= Data excerpts =
↓↓↓

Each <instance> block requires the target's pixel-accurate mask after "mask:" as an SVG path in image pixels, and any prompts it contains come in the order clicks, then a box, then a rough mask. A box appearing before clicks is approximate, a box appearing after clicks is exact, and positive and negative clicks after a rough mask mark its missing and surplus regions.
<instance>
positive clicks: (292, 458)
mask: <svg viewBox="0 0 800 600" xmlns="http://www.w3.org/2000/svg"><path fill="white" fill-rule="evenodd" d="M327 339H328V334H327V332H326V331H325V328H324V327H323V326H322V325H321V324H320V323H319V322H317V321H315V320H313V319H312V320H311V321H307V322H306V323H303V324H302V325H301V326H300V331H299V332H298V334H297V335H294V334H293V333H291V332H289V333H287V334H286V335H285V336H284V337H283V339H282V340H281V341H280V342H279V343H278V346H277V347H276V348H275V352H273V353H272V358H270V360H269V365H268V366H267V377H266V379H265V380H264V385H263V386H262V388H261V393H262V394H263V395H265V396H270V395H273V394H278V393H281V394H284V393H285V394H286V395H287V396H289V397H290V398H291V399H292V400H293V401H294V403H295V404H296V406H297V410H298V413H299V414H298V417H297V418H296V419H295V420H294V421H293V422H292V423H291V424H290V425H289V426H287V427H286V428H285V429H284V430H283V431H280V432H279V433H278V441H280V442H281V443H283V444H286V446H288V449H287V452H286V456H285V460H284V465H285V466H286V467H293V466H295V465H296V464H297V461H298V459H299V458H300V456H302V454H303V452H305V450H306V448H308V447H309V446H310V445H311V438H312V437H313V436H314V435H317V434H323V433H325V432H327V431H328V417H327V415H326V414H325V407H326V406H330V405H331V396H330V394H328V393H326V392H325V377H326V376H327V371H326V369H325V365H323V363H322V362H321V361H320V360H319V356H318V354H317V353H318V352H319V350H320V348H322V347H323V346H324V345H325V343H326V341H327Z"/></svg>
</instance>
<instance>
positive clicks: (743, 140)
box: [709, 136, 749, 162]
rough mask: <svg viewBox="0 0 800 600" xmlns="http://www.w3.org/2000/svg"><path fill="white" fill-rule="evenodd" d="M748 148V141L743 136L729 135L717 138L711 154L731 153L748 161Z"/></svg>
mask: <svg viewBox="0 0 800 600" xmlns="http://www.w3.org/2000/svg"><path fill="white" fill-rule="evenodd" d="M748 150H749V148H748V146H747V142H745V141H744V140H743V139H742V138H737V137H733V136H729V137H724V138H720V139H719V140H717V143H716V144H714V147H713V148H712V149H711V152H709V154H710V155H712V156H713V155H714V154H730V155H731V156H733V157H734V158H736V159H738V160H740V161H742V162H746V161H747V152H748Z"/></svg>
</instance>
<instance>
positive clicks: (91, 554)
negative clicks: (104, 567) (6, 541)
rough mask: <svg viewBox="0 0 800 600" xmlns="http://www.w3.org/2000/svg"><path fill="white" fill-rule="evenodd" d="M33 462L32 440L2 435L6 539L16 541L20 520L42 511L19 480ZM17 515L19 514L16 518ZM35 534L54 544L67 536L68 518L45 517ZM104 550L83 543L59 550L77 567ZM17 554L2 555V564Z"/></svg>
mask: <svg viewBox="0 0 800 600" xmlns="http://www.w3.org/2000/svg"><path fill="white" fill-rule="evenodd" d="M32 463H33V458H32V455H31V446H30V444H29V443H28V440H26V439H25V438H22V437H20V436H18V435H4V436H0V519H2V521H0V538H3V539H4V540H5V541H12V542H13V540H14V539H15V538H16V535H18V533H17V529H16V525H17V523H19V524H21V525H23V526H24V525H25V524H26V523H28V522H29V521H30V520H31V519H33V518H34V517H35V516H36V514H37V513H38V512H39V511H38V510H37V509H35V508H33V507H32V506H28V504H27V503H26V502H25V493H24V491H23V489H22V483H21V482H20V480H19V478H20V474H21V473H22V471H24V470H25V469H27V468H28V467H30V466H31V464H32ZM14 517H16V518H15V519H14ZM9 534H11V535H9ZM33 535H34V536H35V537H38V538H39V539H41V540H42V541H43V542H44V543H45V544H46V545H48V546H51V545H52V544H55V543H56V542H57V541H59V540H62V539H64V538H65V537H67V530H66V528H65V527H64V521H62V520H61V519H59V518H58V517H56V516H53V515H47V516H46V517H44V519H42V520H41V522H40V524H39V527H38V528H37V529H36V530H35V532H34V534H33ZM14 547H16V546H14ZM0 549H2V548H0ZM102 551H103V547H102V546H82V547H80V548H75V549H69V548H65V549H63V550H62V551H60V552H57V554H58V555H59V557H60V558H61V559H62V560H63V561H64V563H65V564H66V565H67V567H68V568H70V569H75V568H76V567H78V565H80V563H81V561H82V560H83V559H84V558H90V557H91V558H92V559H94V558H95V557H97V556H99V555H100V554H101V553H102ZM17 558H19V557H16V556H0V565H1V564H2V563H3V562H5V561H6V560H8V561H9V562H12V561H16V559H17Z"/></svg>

↑↑↑

Reproduce all of the records above word for word, from the first line to the last.

Each <instance> block requires the target's pixel-accurate mask after "mask:" as an SVG path in image pixels, and any prompts it contains come in the order clicks, then a box, then a rough mask. A box appearing before clicks is approximate, a box appearing after clicks is exact, and positive and negative clicks after a rough mask mark its missing and surplus regions.
<instance>
positive clicks: (292, 458)
mask: <svg viewBox="0 0 800 600" xmlns="http://www.w3.org/2000/svg"><path fill="white" fill-rule="evenodd" d="M327 339H328V334H327V332H326V331H325V328H324V327H323V326H322V325H321V324H320V323H319V322H317V321H315V320H313V319H312V320H311V321H307V322H306V323H303V324H302V325H301V326H300V331H299V332H298V334H297V335H294V334H293V333H291V332H289V333H287V334H286V335H285V336H284V337H283V339H282V340H281V341H280V342H279V343H278V346H277V347H276V348H275V352H273V353H272V358H270V360H269V365H268V366H267V377H266V379H265V380H264V385H263V386H262V388H261V393H262V394H263V395H265V396H270V395H273V394H278V393H281V394H284V393H285V394H286V395H287V396H289V397H290V398H291V399H292V400H293V401H294V403H295V404H296V406H297V410H298V413H299V414H298V417H297V418H296V419H295V420H294V421H293V422H292V423H291V424H290V425H289V426H287V427H286V428H285V429H284V430H283V431H280V432H279V433H278V441H280V442H281V443H283V444H286V446H288V449H287V452H286V456H285V460H284V465H285V466H286V467H293V466H295V465H296V464H297V461H298V459H299V458H300V456H302V454H303V452H305V450H306V448H308V447H309V446H310V445H311V438H312V437H313V436H314V435H317V434H323V433H325V432H327V431H328V417H327V415H326V414H325V407H326V406H330V405H331V396H330V394H328V393H326V392H325V377H326V376H327V371H326V369H325V365H323V363H322V362H321V361H320V360H319V356H318V354H317V353H318V352H319V350H320V348H322V347H323V346H324V345H325V343H326V341H327Z"/></svg>
</instance>
<instance>
positive clicks: (743, 140)
box: [709, 136, 749, 162]
rough mask: <svg viewBox="0 0 800 600" xmlns="http://www.w3.org/2000/svg"><path fill="white" fill-rule="evenodd" d="M748 148V141L743 136L729 135L717 138L711 154L731 153L748 161Z"/></svg>
mask: <svg viewBox="0 0 800 600" xmlns="http://www.w3.org/2000/svg"><path fill="white" fill-rule="evenodd" d="M748 150H749V148H748V146H747V142H745V141H744V140H743V139H742V138H737V137H733V136H729V137H724V138H720V139H719V140H717V143H716V144H714V147H713V148H712V149H711V152H709V154H710V155H712V156H713V155H714V154H730V155H731V156H733V157H734V158H736V159H738V160H740V161H742V162H746V161H747V152H748Z"/></svg>
</instance>
<instance>
positive clicks: (91, 554)
negative clicks: (104, 567) (6, 541)
rough mask: <svg viewBox="0 0 800 600" xmlns="http://www.w3.org/2000/svg"><path fill="white" fill-rule="evenodd" d="M33 462L32 440L2 435L6 539L16 541L20 520L42 511L19 480ZM17 515L19 514L16 518ZM35 534L54 544L67 536L68 518L45 517ZM104 550L83 543L59 550L77 567ZM17 554L2 555V564Z"/></svg>
mask: <svg viewBox="0 0 800 600" xmlns="http://www.w3.org/2000/svg"><path fill="white" fill-rule="evenodd" d="M32 463H33V458H32V455H31V446H30V444H29V443H28V440H26V439H25V438H22V437H20V436H18V435H4V436H0V519H2V521H0V538H3V539H4V540H5V541H12V542H13V540H14V539H15V538H16V535H18V533H17V529H16V525H17V523H19V524H21V525H23V526H24V525H25V524H26V523H28V522H29V521H30V520H31V519H33V518H34V517H35V516H36V514H37V513H38V512H39V511H38V510H37V509H35V508H33V507H32V506H28V504H27V503H26V502H25V493H24V491H23V489H22V483H21V482H20V480H19V478H20V474H21V473H22V471H24V470H25V469H27V468H28V467H30V466H31V464H32ZM14 517H16V518H15V519H14ZM9 534H11V535H9ZM33 535H34V536H35V537H38V538H39V539H41V540H42V541H43V542H44V543H45V544H46V545H48V546H51V545H52V544H55V543H56V542H57V541H59V540H62V539H64V538H65V537H67V530H66V528H65V527H64V521H62V520H61V519H59V518H58V517H56V516H53V515H47V516H46V517H44V519H42V520H41V522H40V524H39V527H38V528H37V529H36V530H35V532H34V534H33ZM14 547H16V546H14ZM0 549H2V548H0ZM102 551H103V547H102V546H82V547H80V548H75V549H69V548H65V549H63V550H62V551H60V552H57V554H58V555H59V557H60V558H61V559H62V560H63V561H64V563H65V564H66V565H67V567H68V568H70V569H75V568H76V567H78V565H80V563H81V561H82V560H83V559H84V558H90V557H91V558H92V559H94V558H95V557H97V556H99V555H100V554H101V553H102ZM17 558H19V557H16V556H0V565H1V564H2V563H3V562H5V561H6V560H8V561H9V562H12V561H16V559H17Z"/></svg>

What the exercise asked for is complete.